**QUÉ HARÁS**: Reescribe el fragmento del texto proporcionado que empieza en las palabras que contienen "Quien practica la misericordia no teme a la muerte (19-6-2016)" y termina justo después de "gracia y paz.", y sustituye "paz" por "alegría".

**TEXTO PROPORCIONADO**:
════════════════

Quien practica la misericordia no teme a la muerte (19-6-2016)

“QUIEN PRACTICA LA MISERICORDIA NO TEME A LA MUERTE”

      Queridos hermanos en el Señor:  

      Os deseo gracia y paz.

      La fe surge de un encuentro personal con Jesús que llega a lo más profundo de nuestro ser, un encuentro que da una nueva orientación y un nuevo sentido a toda la vida. Este significativo acontecimiento es posible gracias a la comunidad de fe en la que hemos nacido, la comunidad eclesial que nos acompaña con los sacramentos, que nos alimenta con la Sagrada Escritura y nos incorpora a la fraternidad con todos y al servicio de los más necesitados, con los que Jesucristo se identifica especialmente. Al repasar nuestro recorrido vital nos damos cuenta de que sin la Iglesia no hubiésemos podido encontrar a Jesucristo.  Los cristianos aprendemos en la Iglesia que Jesucristo es el Hijo de Dios, que ha venido a dar su vida para abrirnos a todos el camino del amor. El sendero más seguro consiste en recuperar el genuino sentido de la caridad cristiana, haciéndonos partícipes de las miserias corporales y espirituales de nuestros hermanos.

════════════════

**FILAS PROPORCIONADAS**:

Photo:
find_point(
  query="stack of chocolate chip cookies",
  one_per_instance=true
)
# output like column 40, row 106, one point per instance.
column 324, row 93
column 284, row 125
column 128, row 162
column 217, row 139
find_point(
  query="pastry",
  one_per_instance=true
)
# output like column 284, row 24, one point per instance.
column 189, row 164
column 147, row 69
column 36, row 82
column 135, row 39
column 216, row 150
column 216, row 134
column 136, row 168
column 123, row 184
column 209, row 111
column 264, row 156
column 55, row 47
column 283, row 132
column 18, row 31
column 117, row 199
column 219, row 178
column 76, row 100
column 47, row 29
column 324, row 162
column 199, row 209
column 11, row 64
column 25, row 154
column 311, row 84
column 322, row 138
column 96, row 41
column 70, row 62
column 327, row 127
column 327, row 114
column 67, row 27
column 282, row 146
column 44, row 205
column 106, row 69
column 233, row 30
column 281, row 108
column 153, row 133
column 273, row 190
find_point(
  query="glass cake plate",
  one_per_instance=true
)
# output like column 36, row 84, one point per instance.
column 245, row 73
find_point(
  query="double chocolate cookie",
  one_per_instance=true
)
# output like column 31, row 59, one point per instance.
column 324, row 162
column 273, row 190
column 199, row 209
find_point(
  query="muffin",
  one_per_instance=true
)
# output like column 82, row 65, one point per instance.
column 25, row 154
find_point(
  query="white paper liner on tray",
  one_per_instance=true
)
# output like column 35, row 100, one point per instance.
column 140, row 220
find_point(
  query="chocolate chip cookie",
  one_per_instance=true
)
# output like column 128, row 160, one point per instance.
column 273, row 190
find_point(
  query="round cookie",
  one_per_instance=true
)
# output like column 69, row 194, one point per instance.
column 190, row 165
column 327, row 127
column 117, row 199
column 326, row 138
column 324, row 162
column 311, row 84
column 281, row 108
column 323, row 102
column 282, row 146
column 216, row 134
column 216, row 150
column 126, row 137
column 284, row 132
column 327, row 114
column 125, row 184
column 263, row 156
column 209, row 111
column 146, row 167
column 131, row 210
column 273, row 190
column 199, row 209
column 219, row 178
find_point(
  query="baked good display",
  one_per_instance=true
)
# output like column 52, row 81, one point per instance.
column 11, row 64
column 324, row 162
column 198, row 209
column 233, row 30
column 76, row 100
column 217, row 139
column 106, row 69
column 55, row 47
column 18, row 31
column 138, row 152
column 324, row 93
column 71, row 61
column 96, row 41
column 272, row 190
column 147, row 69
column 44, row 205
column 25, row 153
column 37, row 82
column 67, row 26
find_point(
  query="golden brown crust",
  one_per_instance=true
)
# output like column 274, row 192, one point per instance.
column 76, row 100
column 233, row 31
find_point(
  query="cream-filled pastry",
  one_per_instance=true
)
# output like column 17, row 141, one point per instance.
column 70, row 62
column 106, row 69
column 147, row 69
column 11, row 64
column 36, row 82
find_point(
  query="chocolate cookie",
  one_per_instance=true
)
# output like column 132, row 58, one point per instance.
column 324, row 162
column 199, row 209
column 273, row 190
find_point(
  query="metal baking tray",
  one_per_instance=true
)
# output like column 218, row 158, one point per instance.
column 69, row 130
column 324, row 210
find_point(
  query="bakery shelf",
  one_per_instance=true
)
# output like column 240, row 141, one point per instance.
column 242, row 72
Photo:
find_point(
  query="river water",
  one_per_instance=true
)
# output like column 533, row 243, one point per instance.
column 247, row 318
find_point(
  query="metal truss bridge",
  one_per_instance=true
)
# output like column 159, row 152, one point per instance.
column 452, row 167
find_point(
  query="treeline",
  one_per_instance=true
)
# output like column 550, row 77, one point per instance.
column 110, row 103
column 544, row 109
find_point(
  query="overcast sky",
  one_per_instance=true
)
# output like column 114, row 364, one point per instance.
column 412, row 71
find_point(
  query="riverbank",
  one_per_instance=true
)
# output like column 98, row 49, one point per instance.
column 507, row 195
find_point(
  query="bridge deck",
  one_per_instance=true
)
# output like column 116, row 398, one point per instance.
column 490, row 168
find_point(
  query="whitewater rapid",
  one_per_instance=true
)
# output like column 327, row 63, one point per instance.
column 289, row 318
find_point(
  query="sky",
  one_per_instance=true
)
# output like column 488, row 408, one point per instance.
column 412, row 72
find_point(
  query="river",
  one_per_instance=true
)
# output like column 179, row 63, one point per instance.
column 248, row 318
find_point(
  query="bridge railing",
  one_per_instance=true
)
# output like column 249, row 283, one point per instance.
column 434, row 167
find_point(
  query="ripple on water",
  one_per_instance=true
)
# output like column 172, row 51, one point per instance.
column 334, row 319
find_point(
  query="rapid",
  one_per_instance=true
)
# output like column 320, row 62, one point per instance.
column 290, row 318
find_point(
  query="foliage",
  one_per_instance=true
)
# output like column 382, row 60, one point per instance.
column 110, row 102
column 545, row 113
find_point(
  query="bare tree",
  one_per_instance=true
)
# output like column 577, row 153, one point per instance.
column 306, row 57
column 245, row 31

════════════════

**RESULTADO DE TAREA**:
Quien practica la misericordia no teme a la muerte (19-6-2016)

“QUIEN PRACTICA LA MISERICORDIA NO TEME A LA MUERTE”

      Queridos hermanos en el Señor:  

      Os deseo gracia y alegría.